- **OBJECTIVE**
Can you edit the records below by replacing every "even-odd rule" with "nonzero winding rule" and return them with everything else unchanged?

- **Labeled area outline records**
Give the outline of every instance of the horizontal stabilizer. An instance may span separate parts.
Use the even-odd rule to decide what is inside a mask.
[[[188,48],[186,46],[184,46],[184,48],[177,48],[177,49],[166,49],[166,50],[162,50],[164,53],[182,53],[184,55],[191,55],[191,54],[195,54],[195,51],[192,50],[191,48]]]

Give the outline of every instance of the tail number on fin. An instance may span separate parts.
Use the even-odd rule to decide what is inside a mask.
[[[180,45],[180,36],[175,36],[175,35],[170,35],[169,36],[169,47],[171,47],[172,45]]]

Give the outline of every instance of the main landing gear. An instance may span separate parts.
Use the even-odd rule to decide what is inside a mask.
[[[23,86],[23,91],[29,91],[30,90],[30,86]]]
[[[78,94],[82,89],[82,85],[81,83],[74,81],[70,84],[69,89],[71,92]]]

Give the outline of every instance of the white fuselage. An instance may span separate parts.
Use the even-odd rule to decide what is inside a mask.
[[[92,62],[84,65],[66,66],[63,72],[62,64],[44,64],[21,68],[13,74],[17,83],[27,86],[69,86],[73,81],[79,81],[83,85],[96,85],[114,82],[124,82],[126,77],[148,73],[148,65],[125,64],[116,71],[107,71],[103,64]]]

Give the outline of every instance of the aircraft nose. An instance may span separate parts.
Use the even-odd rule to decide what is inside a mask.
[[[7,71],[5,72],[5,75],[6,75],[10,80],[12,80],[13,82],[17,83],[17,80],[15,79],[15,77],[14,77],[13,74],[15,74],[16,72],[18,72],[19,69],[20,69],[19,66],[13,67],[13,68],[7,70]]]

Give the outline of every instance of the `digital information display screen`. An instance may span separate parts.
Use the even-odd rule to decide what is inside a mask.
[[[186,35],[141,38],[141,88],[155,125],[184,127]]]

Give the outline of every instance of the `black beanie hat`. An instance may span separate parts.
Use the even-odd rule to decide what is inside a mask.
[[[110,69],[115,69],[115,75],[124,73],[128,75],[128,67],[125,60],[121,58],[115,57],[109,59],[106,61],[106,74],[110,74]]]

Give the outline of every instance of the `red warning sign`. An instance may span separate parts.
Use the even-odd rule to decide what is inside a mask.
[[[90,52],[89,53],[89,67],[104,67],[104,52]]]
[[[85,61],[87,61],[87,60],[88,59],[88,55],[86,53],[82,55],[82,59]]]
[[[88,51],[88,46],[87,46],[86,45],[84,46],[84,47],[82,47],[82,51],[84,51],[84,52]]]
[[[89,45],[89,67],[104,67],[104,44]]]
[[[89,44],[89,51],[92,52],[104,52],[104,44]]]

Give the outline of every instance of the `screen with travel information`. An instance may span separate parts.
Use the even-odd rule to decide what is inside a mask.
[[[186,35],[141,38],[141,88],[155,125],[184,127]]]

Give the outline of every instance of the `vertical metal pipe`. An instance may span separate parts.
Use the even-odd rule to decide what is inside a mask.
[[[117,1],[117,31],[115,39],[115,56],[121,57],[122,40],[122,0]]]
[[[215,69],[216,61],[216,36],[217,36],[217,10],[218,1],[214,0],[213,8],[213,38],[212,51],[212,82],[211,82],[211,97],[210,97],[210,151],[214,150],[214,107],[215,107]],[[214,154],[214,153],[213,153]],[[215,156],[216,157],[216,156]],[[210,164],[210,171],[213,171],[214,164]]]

- **WRITTEN SOLUTION**
Give the outline of every instance of the horizontal stabilizer. An instance may span separate parts.
Use the nonzero winding rule to decide what is inside a mask.
[[[188,48],[186,46],[184,46],[184,48],[177,48],[177,49],[166,49],[166,50],[162,50],[164,53],[182,53],[184,55],[191,55],[191,54],[195,54],[195,51],[192,50],[191,48]]]

Give the outline of every instance of the tail number on fin. An instance may span separate parts.
Use the nonzero winding rule to decide what is inside a mask.
[[[180,45],[180,36],[175,36],[175,35],[170,35],[169,36],[169,47],[171,47],[172,45]]]

Give the outline of every instance of the main landing gear. An instance may span separate parts.
Use the nonzero winding rule to decide what is inside a mask.
[[[23,86],[23,91],[29,91],[30,90],[30,86]]]
[[[78,94],[82,89],[82,85],[81,83],[74,81],[70,84],[69,89],[71,92]]]

Give the outline of every instance of the white fuselage. An instance may span separate parts.
Use the nonzero winding rule to decide what is inside a mask.
[[[92,62],[84,65],[66,66],[63,72],[62,64],[44,64],[21,68],[13,74],[17,83],[27,86],[69,86],[73,81],[79,81],[83,85],[96,85],[114,82],[124,82],[126,77],[148,73],[148,65],[125,64],[116,71],[107,71],[103,64]]]

Give the outline of every instance of the aircraft nose. An instance may span separate parts.
Use the nonzero winding rule to decide what is inside a mask.
[[[7,71],[5,72],[5,75],[6,75],[10,80],[12,80],[13,82],[17,83],[17,80],[15,79],[15,77],[14,77],[13,74],[15,74],[16,72],[18,72],[19,69],[20,69],[19,66],[13,67],[13,68],[7,70]]]

Give the outline of every instance of the `digital information display screen`. An instance may span separate parts.
Use the nonzero winding rule to decide what is inside a mask.
[[[186,35],[141,38],[141,88],[155,125],[184,127]]]

Give the outline of every instance of the `black beanie hat`. An instance may span separate parts.
Use the nonzero winding rule to decide what is inside a mask.
[[[110,69],[115,69],[115,75],[124,73],[128,75],[128,67],[125,60],[121,58],[115,57],[109,59],[106,61],[106,74],[110,74]]]

Give the outline of every instance of the `red warning sign`. An instance may span separate parts.
Use the nonzero winding rule to decide what is inside a mask.
[[[90,52],[89,53],[89,67],[104,67],[104,52]]]
[[[85,61],[87,61],[87,60],[88,59],[88,55],[86,53],[82,55],[82,59]]]
[[[88,51],[88,46],[87,46],[86,45],[84,46],[84,47],[82,47],[82,51],[84,51],[84,52]]]
[[[89,45],[89,67],[104,67],[104,44]]]
[[[89,44],[89,51],[92,52],[104,52],[104,44]]]

Give the outline of every instance of the `screen with travel information`. An instance may span separate parts.
Use the nonzero winding rule to decide what is inside a mask.
[[[186,35],[141,38],[141,88],[155,125],[184,127]]]

Give the outline of every instance of the `vertical metal pipe`. An instance may span separate parts.
Use the nonzero winding rule to decide what is inside a mask.
[[[117,1],[117,31],[115,39],[115,56],[121,57],[122,40],[122,0]]]
[[[215,69],[216,61],[216,36],[217,36],[217,10],[218,1],[214,0],[213,8],[213,38],[212,51],[212,82],[211,82],[211,97],[210,97],[210,151],[214,150],[214,107],[215,107]],[[214,154],[214,153],[213,153]],[[215,156],[216,157],[216,156]],[[210,164],[210,171],[213,171],[214,164]]]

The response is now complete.